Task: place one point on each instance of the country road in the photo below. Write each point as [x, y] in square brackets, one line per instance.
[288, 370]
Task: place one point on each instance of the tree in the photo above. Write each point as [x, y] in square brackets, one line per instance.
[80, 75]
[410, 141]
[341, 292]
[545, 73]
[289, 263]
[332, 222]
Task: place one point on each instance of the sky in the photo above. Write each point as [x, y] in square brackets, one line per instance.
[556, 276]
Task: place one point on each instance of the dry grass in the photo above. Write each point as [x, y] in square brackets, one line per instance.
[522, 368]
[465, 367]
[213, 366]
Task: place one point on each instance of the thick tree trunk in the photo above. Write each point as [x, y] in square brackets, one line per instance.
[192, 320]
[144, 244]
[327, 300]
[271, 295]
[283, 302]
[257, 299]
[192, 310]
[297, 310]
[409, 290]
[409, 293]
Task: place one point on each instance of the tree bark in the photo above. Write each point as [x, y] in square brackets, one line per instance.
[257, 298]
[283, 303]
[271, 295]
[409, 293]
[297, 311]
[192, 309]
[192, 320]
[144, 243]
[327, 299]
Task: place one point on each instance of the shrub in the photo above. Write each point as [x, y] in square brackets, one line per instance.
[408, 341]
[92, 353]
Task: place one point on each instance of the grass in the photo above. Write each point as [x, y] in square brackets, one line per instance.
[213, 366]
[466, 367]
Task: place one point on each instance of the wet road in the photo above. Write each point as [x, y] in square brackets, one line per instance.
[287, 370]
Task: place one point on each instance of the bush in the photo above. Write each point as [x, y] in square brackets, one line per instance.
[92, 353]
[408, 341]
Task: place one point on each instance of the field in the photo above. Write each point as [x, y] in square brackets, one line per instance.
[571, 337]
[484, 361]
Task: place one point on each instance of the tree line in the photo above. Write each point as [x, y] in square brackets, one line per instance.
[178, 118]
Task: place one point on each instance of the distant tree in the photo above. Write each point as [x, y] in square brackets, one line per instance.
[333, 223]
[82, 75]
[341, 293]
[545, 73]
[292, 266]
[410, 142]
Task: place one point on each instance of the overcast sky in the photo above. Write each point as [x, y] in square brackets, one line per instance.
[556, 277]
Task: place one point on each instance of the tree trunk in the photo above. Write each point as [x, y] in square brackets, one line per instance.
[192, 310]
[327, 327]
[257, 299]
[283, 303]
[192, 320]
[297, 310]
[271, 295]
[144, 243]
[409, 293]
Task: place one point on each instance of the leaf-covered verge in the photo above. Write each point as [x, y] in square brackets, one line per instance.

How to complete this task
The full listing above is to be transcribed exactly.

Response to this exercise
Task: place one point on each instance of the country road in the photo below. Write each point as [x, y] in square brackets, one line per instance.
[288, 370]
Task: place one point on each instance of the tree in the photo above. Write each point as [x, y] in square brackets, one line per instance.
[80, 75]
[410, 141]
[341, 292]
[545, 73]
[289, 263]
[332, 222]
Task: place one point on each instance of the sky in the photo above. Write each point as [x, y] in square brackets, one line per instance.
[556, 276]
Task: place one point on each instance of the dry grass in the photo above. Write each point as [x, y] in square brackets, one line per instance.
[522, 368]
[465, 367]
[213, 366]
Task: place one point on each instance of the thick tree trunk in the photo above. Write each point as [x, y] in square brackets, one line per instance.
[192, 320]
[144, 244]
[327, 300]
[271, 295]
[283, 302]
[257, 299]
[192, 310]
[297, 310]
[409, 290]
[409, 293]
Task: place one point on each instance of the tree bark in the photo above. Write each point as [x, y] in square brackets, one line per instance.
[257, 298]
[283, 303]
[271, 295]
[409, 293]
[297, 311]
[192, 309]
[192, 320]
[144, 243]
[327, 299]
Task: place one point on each instance of the shrub in the photo above. Write each point as [x, y] in square brackets, one line per instance.
[408, 341]
[92, 353]
Task: place one point on each instance of the grass in the photo above. Write each point as [x, y] in square brackets, one line per instance.
[213, 366]
[466, 367]
Task: place one point on each instance of the wet road in the photo above. Write each point as [x, y] in square brackets, one line per instance.
[287, 370]
Task: place one point on each instance of the bush in the photo above. Write each point as [x, y] in square brackets, one line per instance.
[92, 353]
[408, 341]
Task: place one point on each instance of the field in the photo above. Write each point as [x, y] in square brackets, one line per instance.
[571, 337]
[484, 361]
Task: place one point on each instance of the tree line in the photo above. Write each point as [x, y] in square brackets, one line per instance.
[178, 118]
Task: place one point on each instance of the distant tree in the photo above. Write each point as [x, y] in square brackets, one line per instance.
[333, 223]
[82, 75]
[341, 293]
[545, 73]
[292, 266]
[410, 142]
Task: place one point on each instance of the overcast sky in the photo above. Write each point as [x, y] in square brackets, one line per instance.
[556, 277]
Task: place one point on each instance of the tree trunk in the photo above. Write each point as [x, y] in square brackets, one line per instance.
[192, 310]
[327, 327]
[257, 299]
[283, 303]
[192, 320]
[297, 310]
[271, 295]
[144, 243]
[409, 293]
Task: place one point on each instance of the leaf-covered verge in the photo above. Write each point as [x, y] in square brackets, one line per instance.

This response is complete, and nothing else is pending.